■ Entries shown ■
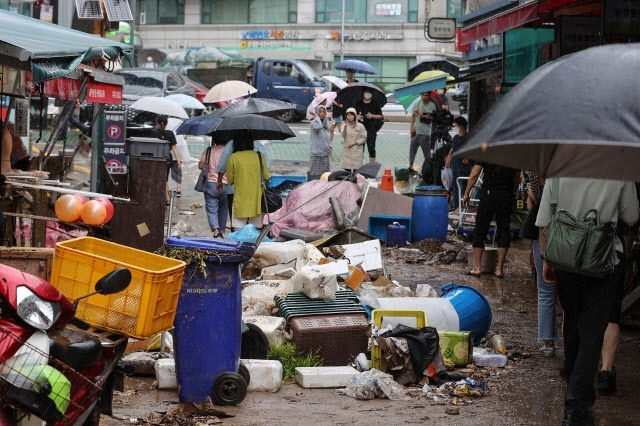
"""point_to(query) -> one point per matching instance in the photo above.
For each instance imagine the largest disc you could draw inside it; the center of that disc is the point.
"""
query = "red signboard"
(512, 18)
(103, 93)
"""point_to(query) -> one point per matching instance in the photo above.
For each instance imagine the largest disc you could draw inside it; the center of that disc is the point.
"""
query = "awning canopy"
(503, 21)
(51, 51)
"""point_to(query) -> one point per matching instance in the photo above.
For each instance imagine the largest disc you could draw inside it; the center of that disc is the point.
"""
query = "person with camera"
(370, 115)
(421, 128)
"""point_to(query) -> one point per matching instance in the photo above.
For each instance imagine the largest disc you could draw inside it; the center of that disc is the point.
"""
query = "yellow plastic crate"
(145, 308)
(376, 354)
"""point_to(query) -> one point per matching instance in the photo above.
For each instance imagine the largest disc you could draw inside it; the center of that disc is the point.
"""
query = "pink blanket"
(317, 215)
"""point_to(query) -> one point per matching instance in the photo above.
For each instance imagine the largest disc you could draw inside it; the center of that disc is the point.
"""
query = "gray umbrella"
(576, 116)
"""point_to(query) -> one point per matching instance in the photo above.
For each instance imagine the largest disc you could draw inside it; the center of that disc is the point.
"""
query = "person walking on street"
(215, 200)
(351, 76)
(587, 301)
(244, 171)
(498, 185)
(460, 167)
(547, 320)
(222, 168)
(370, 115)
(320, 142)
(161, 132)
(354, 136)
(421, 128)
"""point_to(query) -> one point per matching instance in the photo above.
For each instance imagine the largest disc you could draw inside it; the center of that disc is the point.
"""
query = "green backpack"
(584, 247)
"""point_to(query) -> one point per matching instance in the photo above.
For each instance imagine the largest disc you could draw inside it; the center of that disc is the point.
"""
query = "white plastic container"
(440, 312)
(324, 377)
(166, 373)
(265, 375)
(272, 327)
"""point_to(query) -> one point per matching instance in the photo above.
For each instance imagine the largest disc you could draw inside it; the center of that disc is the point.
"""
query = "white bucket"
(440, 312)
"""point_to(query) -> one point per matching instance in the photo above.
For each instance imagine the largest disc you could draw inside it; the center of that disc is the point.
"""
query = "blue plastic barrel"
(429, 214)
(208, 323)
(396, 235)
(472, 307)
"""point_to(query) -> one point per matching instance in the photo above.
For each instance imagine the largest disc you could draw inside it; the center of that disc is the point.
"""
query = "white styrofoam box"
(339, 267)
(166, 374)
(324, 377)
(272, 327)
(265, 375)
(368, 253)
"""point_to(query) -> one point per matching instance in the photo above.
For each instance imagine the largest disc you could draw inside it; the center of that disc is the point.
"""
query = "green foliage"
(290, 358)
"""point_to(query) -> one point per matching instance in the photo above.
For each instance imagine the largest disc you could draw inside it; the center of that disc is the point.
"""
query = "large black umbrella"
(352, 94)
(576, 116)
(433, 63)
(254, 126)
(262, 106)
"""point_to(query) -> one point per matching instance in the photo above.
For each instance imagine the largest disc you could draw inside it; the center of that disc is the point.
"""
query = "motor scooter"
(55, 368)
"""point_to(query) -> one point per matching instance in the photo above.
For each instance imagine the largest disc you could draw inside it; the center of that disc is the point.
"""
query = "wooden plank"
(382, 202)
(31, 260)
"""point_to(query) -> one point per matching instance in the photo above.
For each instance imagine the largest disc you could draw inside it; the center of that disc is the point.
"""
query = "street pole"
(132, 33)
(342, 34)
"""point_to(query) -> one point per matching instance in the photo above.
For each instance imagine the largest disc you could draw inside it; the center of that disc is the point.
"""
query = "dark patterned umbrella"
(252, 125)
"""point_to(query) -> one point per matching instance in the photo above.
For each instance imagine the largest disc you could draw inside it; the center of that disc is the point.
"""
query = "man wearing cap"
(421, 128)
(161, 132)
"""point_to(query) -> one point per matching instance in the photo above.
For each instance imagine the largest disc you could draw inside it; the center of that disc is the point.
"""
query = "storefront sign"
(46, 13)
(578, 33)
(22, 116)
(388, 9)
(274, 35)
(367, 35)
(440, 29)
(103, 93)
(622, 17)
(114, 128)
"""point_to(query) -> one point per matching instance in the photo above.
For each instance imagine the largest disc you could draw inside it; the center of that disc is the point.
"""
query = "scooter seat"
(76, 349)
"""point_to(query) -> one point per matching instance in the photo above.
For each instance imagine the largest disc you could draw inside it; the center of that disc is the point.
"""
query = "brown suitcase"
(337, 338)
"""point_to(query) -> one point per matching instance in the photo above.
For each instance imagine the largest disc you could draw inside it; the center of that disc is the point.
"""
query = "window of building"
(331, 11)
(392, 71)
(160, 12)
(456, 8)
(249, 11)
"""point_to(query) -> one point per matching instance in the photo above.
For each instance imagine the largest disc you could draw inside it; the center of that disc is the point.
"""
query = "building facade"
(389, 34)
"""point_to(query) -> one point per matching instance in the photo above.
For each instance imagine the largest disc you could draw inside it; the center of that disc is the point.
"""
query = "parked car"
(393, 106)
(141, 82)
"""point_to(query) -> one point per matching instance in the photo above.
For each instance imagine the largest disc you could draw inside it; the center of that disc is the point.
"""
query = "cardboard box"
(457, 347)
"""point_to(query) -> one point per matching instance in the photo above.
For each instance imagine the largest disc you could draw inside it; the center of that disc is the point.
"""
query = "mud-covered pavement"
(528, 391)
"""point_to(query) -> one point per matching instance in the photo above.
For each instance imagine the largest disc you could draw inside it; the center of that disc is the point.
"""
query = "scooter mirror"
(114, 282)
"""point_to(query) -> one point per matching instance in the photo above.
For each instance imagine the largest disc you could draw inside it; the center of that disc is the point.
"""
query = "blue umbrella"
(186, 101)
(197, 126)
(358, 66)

■ Task brief ■
Skip the pictures, then return the rest of the data exactly.

■ Written solution ■
"""point_to(query) -> one point per matching instance in the photo above.
For each instance imagine the largest disc you could draw inside it; the center of that disc is the point.
"""
query = "red signboard"
(512, 18)
(103, 93)
"""point_to(query) -> one point per matching instance in the photo above.
For each instance imagine the largest disc you could draw inside it; the center of that disc is the point.
"""
query = "awning canopy"
(503, 21)
(51, 51)
"""point_to(query) -> one point per matching instance in the photo above.
For each instance imagine the largest disc you could draw inside it; the center of that disc is the point.
"""
query = "person with camera"
(370, 115)
(421, 128)
"""point_to(query) -> one point per matching instance in the photo above.
For each instance imagine the largest disc you could draw inside it; the center of that disc is the point.
"""
query = "yellow plastic crate"
(145, 308)
(376, 354)
"""point_to(query) -> one point per matching instance in the photo above.
For each instance imagine the largest disc you could draw inside it; the center of that disc is the point.
"""
query = "pink blanket"
(317, 215)
"""point_to(query) -> one point per matching instance in the photo above.
For each instance imagine the largest disc you could draw inside it; the center of that disc is the point.
"""
query = "gray umbrella"
(576, 116)
"""point_to(query) -> one point per matching instance in the photo above.
For each instance imagine the largest disc you could draw inside it; the center of that disc is the point.
"""
query = "person walking on street"
(215, 200)
(351, 76)
(587, 301)
(244, 171)
(498, 185)
(460, 167)
(547, 320)
(222, 168)
(370, 115)
(320, 142)
(161, 132)
(354, 136)
(421, 128)
"""point_to(query) -> one point per matching instance in the photo above.
For each instance imagine the largest disc you could draw inside it; the center of that disc is the point.
"""
query = "green backpack"
(584, 247)
"""point_to(query) -> one point per matching instance in the photo above.
For each instance imagine the largest disc you could draw inside it; the center of that disc is the point.
"""
query = "white plastic container"
(440, 312)
(324, 377)
(166, 373)
(265, 375)
(272, 327)
"""point_to(query) -> one point per matching instance in the photo above.
For each instance imagine the largest disc you could draw inside it; the center of that disc is the point.
"""
query = "white bucket"
(440, 312)
"""point_to(query) -> one point per matching instance in the photo above.
For each instance imagine the largest disc you could draw inside it; the center of that disc is the point.
"""
query = "blue plastic barrel"
(429, 214)
(208, 323)
(396, 235)
(472, 307)
"""point_to(query) -> one point per matching instance in the photo above.
For each instance imagine the largest disc you could draw inside it; the center of that disc is the point.
"""
query = "white styrofoam box"
(339, 267)
(166, 374)
(324, 377)
(272, 327)
(265, 375)
(368, 253)
"""point_to(query) -> one point per matching instance in the photo above.
For each instance imagine the largest disc you could draw inside it; the center of that disc is the point.
"""
query = "green foliage"
(290, 358)
"""point_to(query) -> one point per matching instance in the photo above.
For each instance imagine the largest disc you could draw inside it; the center of that disc is the point.
"""
query = "large black umbrella"
(352, 94)
(576, 116)
(433, 63)
(254, 126)
(262, 106)
"""point_to(query) -> one point per matching instance in the photo above.
For each instance imagine the largest disc you could draw inside it; the center of that disc is the point.
"""
query = "motor scooter"
(55, 368)
"""point_to(query) -> one point per matching instance in the photo above.
For each instance imagine the largest disc you could draw inside it; the center of that disc is the point.
"""
query = "wooden plank"
(382, 202)
(31, 260)
"""point_to(query) -> one point per matching instance in the photo above.
For each instance imagine the largest disc you could draw inside it; the center of that disc is the point.
"""
query = "street pole"
(132, 33)
(342, 34)
"""point_to(query) -> one point per matching instance in the photo above.
For each instance imagine the largest disc you could draw inside it; the center of that disc is the point.
"""
query = "dark patterned umbrella"
(252, 125)
"""point_to(query) -> one point per matching instance in the photo above.
For each instance imagine the largest disc you could draw inside it; the center of that disc is the point.
"""
query = "man wearing cap"
(421, 128)
(161, 132)
"""point_to(query) -> one point per matching instance in the photo above.
For each instance imagine the largest disc you could draw inside it; the center of that disc is the point.
"""
query = "storefront sign"
(46, 13)
(578, 33)
(22, 116)
(388, 9)
(274, 35)
(367, 35)
(440, 29)
(103, 93)
(622, 17)
(114, 128)
"""point_to(query) -> one point per matching instance in the photo above.
For each instance imagine the largest disc you could draw inside it; the center of that disc is the point.
"""
query = "scooter seat"
(76, 349)
"""point_to(query) -> one point per matching instance in the photo above.
For each instance imagine the largest disc you could draw inside it; the center of that disc is the point.
"""
query = "brown suitcase"
(337, 338)
"""point_to(query) -> one point per matching instance in the photo above.
For each instance imagine the largest disc you could draw inside it; the center of that disc is the point.
"""
query = "window of building"
(331, 11)
(392, 71)
(160, 12)
(456, 8)
(249, 11)
"""point_to(query) -> one point per matching instance in the photo above.
For each instance imagine the largest disc you could draw inside it; the center of that disc is the point.
"""
query = "building facade"
(389, 34)
"""point_to(query) -> one point per matching instance in the photo above.
For each instance imagine the largest disc you could draw inside it; the center of that disc is the point.
"""
query = "parked car"
(393, 106)
(141, 82)
"""point_to(query) -> one point per matching instance in the photo above.
For each instance imagine the largest disc you could draw inside it; the center of that disc is the point.
"""
query = "cardboard box"
(457, 347)
"""point_to(query) -> one point per matching instance in the photo above.
For each instance imagine the largest disc you could draw inside it; the center of that disc is the point.
"""
query = "mud-covered pavement"
(528, 391)
"""point_to(query) -> one point per matching instance in the photo above.
For each instance imagine the largest disc you could draw inside it; the center of that disc is the point.
"""
query = "scooter mirror"
(114, 282)
"""point_to(query) -> one point per matching instance in the photo above.
For each instance imagine the largest disc you could draw inside it; the center of that disc is the point.
"""
query = "blue umbrella"
(186, 101)
(197, 126)
(358, 66)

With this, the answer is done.